**TEXT PASSAGE**
Get to know some of the industry’s top photographers, and learn what it takes to capture that perfect shot!
How did you get your start as a photographer? How would you describe your style/aesthetic as a photographer?
I actually got my start as a working photographer through a hairstylist. I had studied Biology in University for a bit … I loved it, but I didn’t see a viable career path there, so I then did a three-year Photography program, which I loved! A hairstylist contacted me while I was still in school, and actually asked me to shoot his Contessa collection, which seems like a lifetime ago.
I’m a very clean, commercial shooter. I pay a lot of attention to small details and lighting, and I photograph the hair to showcase the intricacies of the colour, lines and texture.
How did you begin shooting for the Contessas? (When did you first start?) Tell me about that. (Who was your first Contessa client? etc.)
My first Contessa client was Reynaldo Sopoco. He was fabulous! I believe we photographed three models for the Ontario category, and if I recall correctly, he won. The next year, I believe I took on two other clients, Heather Wenman and Lorraine Wilkins. I believe they both did quite well with the collections we put together. We were all learning the ropes at the time. I think the Contessas had only been happening a couple years when we jumped in. It was so fun and It gave the stylists a chance to step out from behind the chair and explore their creative sides. I think the Contessas were pivotal in shaping the world of hairstyling today.
Tell me about how you work with your clients on a Contessa shoot. Can you walk me through the process? How hands-on are you throughout the process?

**STUDY QUESTIONS**
[1] In the photographer interview, who was the photographer's first Contessa client?
[2] Carry on the photographer interview from the point where it stops.

**RECORDED INFORMATION**
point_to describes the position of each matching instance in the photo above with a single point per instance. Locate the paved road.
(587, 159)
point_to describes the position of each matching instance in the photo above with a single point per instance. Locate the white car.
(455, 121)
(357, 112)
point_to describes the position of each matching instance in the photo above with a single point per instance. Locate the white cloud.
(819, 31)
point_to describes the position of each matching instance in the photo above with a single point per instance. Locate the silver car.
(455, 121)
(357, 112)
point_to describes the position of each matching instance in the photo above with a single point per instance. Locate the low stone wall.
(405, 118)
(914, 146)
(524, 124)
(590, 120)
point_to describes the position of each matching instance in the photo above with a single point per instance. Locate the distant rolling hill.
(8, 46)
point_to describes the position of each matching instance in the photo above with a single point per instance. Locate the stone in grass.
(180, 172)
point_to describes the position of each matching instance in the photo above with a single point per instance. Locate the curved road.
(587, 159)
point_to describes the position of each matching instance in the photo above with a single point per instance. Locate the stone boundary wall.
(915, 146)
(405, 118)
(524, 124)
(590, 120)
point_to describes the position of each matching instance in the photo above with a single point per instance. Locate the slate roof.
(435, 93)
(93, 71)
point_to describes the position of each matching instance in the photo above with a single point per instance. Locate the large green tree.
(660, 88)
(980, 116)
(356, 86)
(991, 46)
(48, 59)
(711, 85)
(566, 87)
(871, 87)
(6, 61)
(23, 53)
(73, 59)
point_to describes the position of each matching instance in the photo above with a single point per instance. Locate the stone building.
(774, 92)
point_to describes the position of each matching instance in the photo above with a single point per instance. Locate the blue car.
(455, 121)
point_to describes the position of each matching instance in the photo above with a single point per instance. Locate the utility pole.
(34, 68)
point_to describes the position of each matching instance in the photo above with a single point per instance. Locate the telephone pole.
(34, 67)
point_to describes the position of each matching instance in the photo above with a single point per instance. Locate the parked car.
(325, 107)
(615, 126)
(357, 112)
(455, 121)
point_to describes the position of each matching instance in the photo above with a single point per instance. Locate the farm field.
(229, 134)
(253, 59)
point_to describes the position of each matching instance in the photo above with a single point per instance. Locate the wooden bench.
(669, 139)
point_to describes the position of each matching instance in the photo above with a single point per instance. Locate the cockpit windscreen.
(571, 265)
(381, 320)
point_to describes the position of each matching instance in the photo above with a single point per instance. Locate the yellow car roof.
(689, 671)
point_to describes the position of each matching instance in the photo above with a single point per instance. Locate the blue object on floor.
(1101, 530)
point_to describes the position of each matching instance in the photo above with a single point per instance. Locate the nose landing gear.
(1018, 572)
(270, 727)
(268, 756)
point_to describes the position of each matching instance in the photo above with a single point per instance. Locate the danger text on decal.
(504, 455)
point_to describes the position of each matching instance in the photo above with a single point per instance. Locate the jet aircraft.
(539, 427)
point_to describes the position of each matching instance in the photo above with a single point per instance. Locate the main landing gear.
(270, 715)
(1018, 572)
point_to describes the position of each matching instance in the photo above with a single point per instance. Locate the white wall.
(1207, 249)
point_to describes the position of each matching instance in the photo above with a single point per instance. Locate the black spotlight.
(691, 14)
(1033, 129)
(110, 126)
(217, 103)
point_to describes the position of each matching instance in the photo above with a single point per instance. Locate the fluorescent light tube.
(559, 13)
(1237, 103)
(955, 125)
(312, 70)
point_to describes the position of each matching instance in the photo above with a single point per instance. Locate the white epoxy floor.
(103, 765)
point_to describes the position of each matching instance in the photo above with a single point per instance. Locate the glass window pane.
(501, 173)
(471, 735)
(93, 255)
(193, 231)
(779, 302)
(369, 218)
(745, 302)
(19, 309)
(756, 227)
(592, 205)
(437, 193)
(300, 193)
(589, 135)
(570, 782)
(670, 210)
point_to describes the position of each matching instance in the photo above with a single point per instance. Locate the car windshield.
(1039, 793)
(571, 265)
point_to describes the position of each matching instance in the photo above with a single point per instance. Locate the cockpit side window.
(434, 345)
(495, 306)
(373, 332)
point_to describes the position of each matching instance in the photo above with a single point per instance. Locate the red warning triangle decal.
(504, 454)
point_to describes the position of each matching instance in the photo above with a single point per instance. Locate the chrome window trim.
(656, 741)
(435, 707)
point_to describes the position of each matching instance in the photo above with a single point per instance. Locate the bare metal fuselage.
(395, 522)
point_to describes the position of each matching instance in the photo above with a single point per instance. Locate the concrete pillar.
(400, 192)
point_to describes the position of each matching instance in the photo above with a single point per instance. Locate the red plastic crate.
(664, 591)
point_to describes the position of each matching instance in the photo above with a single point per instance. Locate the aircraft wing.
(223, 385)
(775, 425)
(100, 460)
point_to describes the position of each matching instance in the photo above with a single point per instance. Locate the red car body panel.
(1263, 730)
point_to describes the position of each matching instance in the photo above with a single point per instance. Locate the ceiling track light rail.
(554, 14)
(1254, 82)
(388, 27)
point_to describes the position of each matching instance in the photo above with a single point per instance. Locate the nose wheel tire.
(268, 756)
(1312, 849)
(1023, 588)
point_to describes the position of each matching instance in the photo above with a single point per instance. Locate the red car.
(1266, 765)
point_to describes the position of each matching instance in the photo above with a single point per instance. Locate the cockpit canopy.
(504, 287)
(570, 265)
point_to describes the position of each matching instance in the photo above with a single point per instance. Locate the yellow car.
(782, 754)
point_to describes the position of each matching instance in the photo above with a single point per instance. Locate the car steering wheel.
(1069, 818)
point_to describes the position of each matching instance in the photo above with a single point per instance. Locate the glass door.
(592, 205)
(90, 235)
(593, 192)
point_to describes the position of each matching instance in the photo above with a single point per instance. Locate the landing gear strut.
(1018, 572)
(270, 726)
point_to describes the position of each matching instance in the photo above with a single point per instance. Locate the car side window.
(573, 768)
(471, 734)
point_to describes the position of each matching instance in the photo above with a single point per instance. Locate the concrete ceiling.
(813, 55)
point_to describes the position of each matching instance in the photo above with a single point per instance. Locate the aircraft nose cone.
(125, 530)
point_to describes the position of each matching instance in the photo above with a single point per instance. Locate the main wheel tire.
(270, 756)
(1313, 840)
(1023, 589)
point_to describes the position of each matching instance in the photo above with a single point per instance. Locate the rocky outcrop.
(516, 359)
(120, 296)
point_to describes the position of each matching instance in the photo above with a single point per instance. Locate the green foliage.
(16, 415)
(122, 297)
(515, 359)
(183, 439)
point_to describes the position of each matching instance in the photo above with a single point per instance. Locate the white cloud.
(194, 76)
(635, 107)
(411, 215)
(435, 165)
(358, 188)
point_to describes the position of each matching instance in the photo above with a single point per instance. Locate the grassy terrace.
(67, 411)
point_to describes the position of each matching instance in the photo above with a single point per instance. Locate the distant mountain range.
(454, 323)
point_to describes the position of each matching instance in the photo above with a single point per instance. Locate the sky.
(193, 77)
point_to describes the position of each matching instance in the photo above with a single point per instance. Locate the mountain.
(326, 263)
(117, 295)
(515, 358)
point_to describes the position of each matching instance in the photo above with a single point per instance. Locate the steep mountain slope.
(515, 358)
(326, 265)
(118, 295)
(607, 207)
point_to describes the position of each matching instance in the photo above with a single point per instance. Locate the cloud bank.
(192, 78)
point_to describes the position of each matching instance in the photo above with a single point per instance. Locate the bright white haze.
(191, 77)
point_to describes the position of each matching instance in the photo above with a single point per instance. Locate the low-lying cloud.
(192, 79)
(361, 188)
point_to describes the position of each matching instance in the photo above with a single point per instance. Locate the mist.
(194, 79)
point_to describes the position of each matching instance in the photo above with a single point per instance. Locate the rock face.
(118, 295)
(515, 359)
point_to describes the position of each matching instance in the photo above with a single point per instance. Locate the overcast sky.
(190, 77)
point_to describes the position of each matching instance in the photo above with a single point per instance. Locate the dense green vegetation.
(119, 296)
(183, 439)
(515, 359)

**ANSWERS TO EACH TASK**
[1] Reynaldo Sopoco

[2]
My process with hair clients always starts with a consultation to discuss the shoot, especially if they’re a new client. I think it’s SO important to choose the photographer based on the style of their work, and the energy between the team members. I also ask the stylists to send me some inspiration photos of what they like. I always tell them the inspiration photos are NOT literal and that I don’t copy someone else’s work. What the images do, is give me some insight into the overall vibe that the stylist is looking for. Do they like bright, airy photos? Do they like dark, moody photos? How important is wardrobe going to be? Etc.
I’ve had new stylists approach me and show me another photographer’s work and tell me “this is what I want”. My answer to that is always, well, that photographer is who you should hire. I’m not big on someone showing me, for example, John Rawson’s work and asking for that exactly. He is an amazing photographer, and he has his own style and his own process. I can’t be him. I can be me.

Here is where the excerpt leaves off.